## Short exercise 1
Reproduce the Scala matchers article from "Composable Scala Matchers" to "of functional programming.", swapping "lambdas" for "closures".

****************************************

Composable Scala Matchers

Introduction

When people ask me what are the most important differences between functional programming and other paradigms of programming, I say functional composition, pattern matching and non-strict (lazy) evaluation. Lots of languages have lambdas, and functional languages have lots of other good stuff. But the three features I mention are, to me at least, the essence of functional programming.

Pattern matching is a truly awesome feature and I like to describe patterns, jokingly, as the “dark” side of expressions. The yin of the expression’s yang. But, however powerful and convenient such patterns are, they are not easily composed or, at best, can give rise to complex, nested match clauses that get ugly. So, having a specific application in mind for a more composable set of matchers, I set out to create a library of composable matchers which you can find at Matchers.

Of course I modeled my design on the excellent-but-slightly-quirky Scala Parser-combinators (SPC) library. The Parsers class became Matchers, and the ParseResult class became MatchResult. Many of the methods, particularly, on the MatchResult class are just like those of the parsers. And some arose either from an exercise in algebraic design — or from an application use case.

You might want to skip much of the following detail and go straight to the section on usage.

The obvious place to start, then, is with MatchResult shown, for brevity, without any scaladoc (hoping that the names are sufficiently helpful — there is scaladoc in the source of course):

sealed trait MatchResult[+R] {
def successful: Boolean
def get: R
def success[S](s: => S): MatchResult[S] = MatchResult(s)
def flatMap[S](f: R => MatchResult[S]): MatchResult[S]
def getOrElse[S >: R](s: => S): S
def andThen[S](sm: => MatchResult[S]): MatchResult[R ~ S]
def orElse[S >: R](sm: => MatchResult[S]): MatchResult[S]
def foreach(f: R => Unit): Unit
def guard[S](sm: => MatchResult[S]): MatchResult[S]
def |[S >: R](m: => Matcher[Any, S]): MatchResult[S]
def &[S >: R, T](m: => Matcher[S, T]): MatchResult[T]
}

Of course, MatchResult is a monad, with the success method taking the place of the usual unit method. Thus, map is defined thus:

def map[S](f: R => S): MatchResult[S] = flatMap(r => success(f(r)))

****************************************

## Short exercise 2
Copy out every line of the listing below that contains the string "metal". Case counts.

****************************************

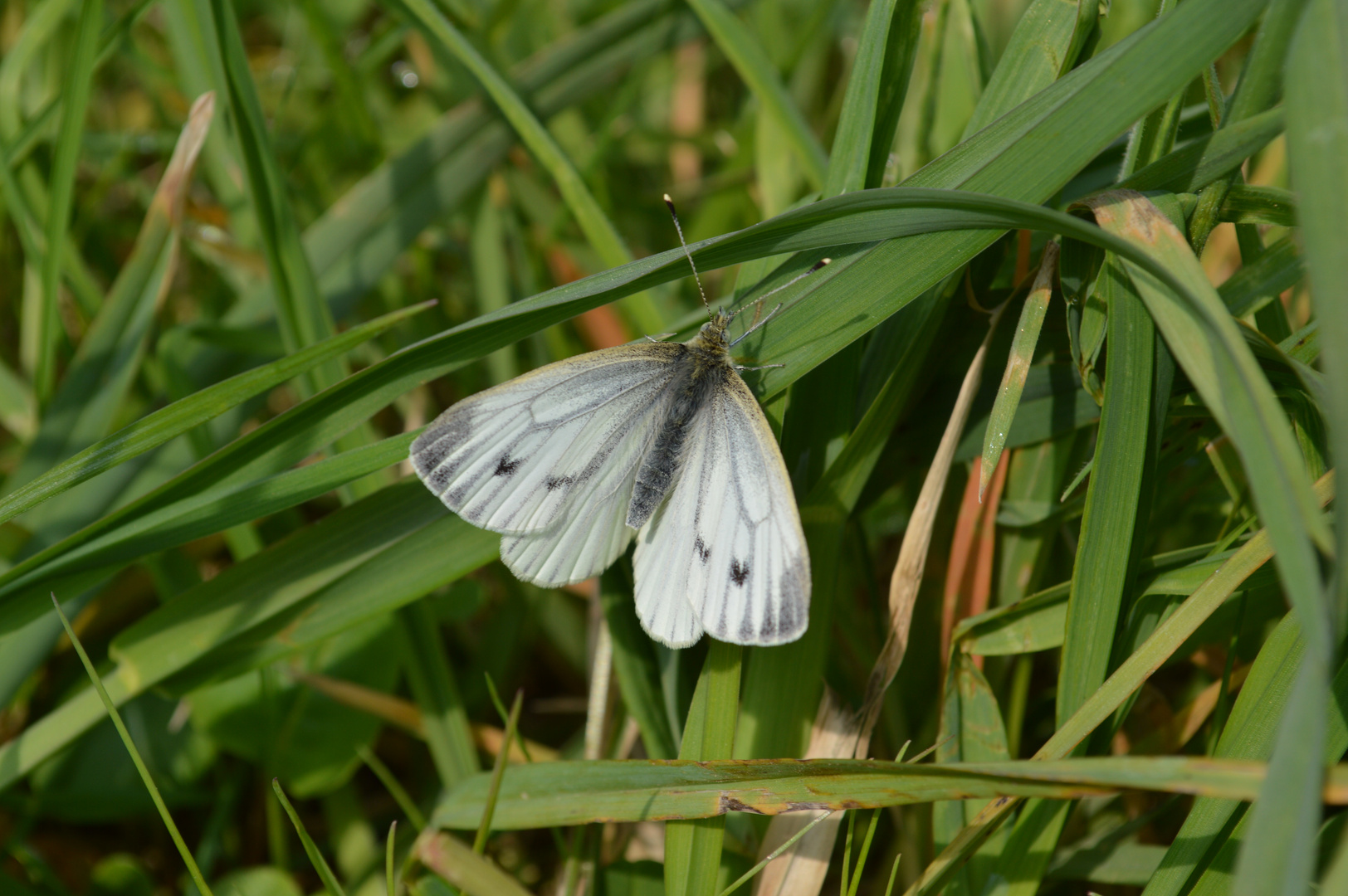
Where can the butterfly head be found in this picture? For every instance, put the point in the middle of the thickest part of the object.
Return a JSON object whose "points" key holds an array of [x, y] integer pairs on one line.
{"points": [[713, 332]]}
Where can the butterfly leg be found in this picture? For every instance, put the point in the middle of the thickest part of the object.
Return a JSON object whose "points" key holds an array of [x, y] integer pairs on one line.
{"points": [[766, 319]]}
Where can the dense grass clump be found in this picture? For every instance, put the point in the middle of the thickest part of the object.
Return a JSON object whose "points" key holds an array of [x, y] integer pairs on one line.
{"points": [[1061, 419]]}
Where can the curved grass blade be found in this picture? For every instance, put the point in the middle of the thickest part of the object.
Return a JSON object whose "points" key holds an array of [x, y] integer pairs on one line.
{"points": [[302, 314], [155, 429], [1018, 365], [1118, 688], [871, 213], [135, 755], [315, 859], [645, 790], [62, 183]]}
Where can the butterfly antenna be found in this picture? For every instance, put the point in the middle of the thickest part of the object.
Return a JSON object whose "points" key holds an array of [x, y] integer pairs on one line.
{"points": [[669, 204]]}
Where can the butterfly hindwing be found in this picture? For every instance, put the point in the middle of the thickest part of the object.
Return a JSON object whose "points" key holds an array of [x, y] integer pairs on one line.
{"points": [[512, 457], [728, 542]]}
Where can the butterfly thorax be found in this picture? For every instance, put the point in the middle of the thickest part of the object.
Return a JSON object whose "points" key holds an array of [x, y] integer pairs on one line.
{"points": [[700, 371]]}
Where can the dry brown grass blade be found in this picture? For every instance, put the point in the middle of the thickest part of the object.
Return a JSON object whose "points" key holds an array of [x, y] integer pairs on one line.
{"points": [[917, 539], [838, 732]]}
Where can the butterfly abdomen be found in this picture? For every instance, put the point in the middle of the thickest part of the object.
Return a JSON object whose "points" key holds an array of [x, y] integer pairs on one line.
{"points": [[701, 376]]}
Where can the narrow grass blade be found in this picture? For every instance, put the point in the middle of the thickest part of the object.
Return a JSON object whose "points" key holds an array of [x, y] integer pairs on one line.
{"points": [[1317, 147], [484, 829], [369, 558], [394, 787], [747, 876], [1043, 46], [1018, 365], [455, 863], [857, 131], [300, 311], [753, 65], [65, 158], [168, 422], [1118, 688], [693, 848], [641, 790], [437, 693], [135, 755], [1101, 572], [593, 222], [315, 859], [390, 870]]}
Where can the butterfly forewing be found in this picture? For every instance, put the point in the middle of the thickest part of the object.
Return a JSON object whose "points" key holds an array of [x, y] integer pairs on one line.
{"points": [[514, 457], [728, 542]]}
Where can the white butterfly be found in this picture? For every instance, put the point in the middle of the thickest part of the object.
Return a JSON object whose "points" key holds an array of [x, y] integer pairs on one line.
{"points": [[661, 441]]}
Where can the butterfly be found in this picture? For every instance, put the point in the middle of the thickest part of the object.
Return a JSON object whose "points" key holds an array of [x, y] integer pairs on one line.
{"points": [[661, 442]]}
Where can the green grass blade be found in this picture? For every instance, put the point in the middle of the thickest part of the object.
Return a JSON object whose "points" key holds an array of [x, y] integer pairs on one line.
{"points": [[135, 753], [315, 859], [436, 691], [1101, 572], [751, 62], [857, 125], [1317, 142], [639, 790], [1018, 367], [637, 673], [62, 183], [588, 215], [168, 422], [351, 567], [390, 870], [1043, 49], [484, 829], [455, 863], [300, 311], [693, 848]]}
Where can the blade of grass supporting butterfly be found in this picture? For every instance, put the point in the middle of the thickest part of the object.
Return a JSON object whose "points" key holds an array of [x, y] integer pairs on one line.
{"points": [[315, 859], [135, 755], [1018, 365], [300, 311], [455, 863], [693, 848], [596, 226], [745, 51], [1119, 686], [62, 183], [317, 422], [168, 422], [637, 671], [1317, 149]]}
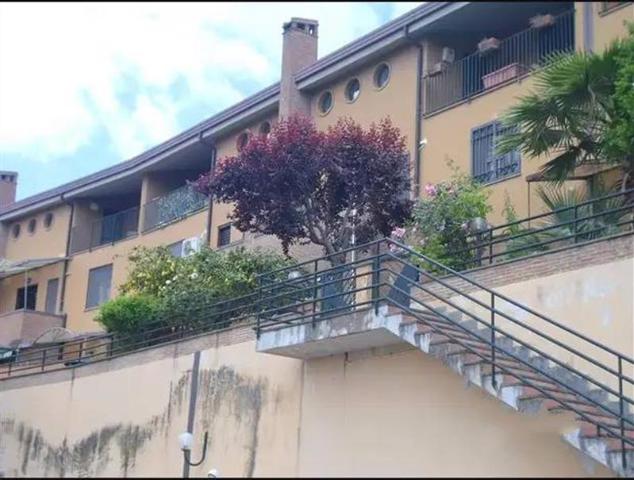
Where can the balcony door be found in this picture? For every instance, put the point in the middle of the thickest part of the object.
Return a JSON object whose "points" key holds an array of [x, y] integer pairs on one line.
{"points": [[51, 295], [31, 298]]}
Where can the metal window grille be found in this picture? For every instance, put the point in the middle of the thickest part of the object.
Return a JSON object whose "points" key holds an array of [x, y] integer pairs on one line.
{"points": [[99, 280], [487, 165], [224, 235]]}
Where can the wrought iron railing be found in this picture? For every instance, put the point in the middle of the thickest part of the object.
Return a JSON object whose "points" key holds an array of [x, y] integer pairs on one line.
{"points": [[605, 216], [172, 206], [513, 57], [106, 230], [387, 273]]}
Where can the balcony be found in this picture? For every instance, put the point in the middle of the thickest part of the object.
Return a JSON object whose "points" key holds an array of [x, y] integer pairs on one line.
{"points": [[497, 62], [26, 325], [172, 206], [108, 229]]}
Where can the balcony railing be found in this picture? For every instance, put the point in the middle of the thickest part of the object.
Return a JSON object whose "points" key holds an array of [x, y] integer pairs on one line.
{"points": [[512, 58], [174, 205], [108, 229]]}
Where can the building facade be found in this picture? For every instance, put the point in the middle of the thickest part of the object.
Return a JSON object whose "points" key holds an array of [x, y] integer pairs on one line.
{"points": [[68, 247]]}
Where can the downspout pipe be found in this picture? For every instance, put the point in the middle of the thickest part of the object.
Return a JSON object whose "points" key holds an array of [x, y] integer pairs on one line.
{"points": [[62, 294], [418, 117], [212, 166]]}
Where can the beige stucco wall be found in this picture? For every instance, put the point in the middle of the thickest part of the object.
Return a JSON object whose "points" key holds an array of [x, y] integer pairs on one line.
{"points": [[44, 242], [39, 277], [393, 412], [407, 414], [125, 420], [397, 100], [610, 25], [80, 319], [595, 301]]}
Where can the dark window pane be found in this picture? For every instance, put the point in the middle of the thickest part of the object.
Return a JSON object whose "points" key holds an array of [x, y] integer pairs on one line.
{"points": [[51, 295], [98, 286], [31, 298]]}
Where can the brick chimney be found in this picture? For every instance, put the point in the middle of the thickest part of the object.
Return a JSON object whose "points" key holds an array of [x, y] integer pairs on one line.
{"points": [[299, 49], [8, 186]]}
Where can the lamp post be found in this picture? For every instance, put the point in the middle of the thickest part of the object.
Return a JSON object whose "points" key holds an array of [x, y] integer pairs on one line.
{"points": [[185, 441]]}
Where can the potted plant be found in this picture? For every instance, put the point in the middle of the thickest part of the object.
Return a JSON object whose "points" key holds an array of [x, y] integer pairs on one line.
{"points": [[488, 45]]}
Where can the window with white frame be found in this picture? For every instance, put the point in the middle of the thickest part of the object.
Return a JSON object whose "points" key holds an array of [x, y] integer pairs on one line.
{"points": [[486, 165], [99, 280]]}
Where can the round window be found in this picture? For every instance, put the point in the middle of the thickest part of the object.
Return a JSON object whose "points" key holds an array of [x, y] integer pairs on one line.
{"points": [[265, 129], [243, 139], [48, 220], [353, 89], [325, 102], [381, 75]]}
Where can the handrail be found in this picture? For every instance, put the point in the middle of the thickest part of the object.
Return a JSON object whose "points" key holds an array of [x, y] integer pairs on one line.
{"points": [[512, 302]]}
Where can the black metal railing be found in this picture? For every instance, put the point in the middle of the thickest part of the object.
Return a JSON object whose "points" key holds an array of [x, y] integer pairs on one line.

****************************************

## Expected answer 1
Composable Scala Matchers

Introduction

When people ask me what are the most important differences between functional programming and other paradigms of programming, I say functional composition, pattern matching and non-strict (lazy) evaluation. Lots of languages have closures, and functional languages have lots of other good stuff. But the three features I mention are, to me at least, the essence of functional programming.

## Expected answer 2
Where can the metal window grille be found in this picture? For every instance, put the point in the middle of the thickest part of the object.
Where can the black metal railing be found in this picture? For every instance, put the point in the middle of the thickest part of the object.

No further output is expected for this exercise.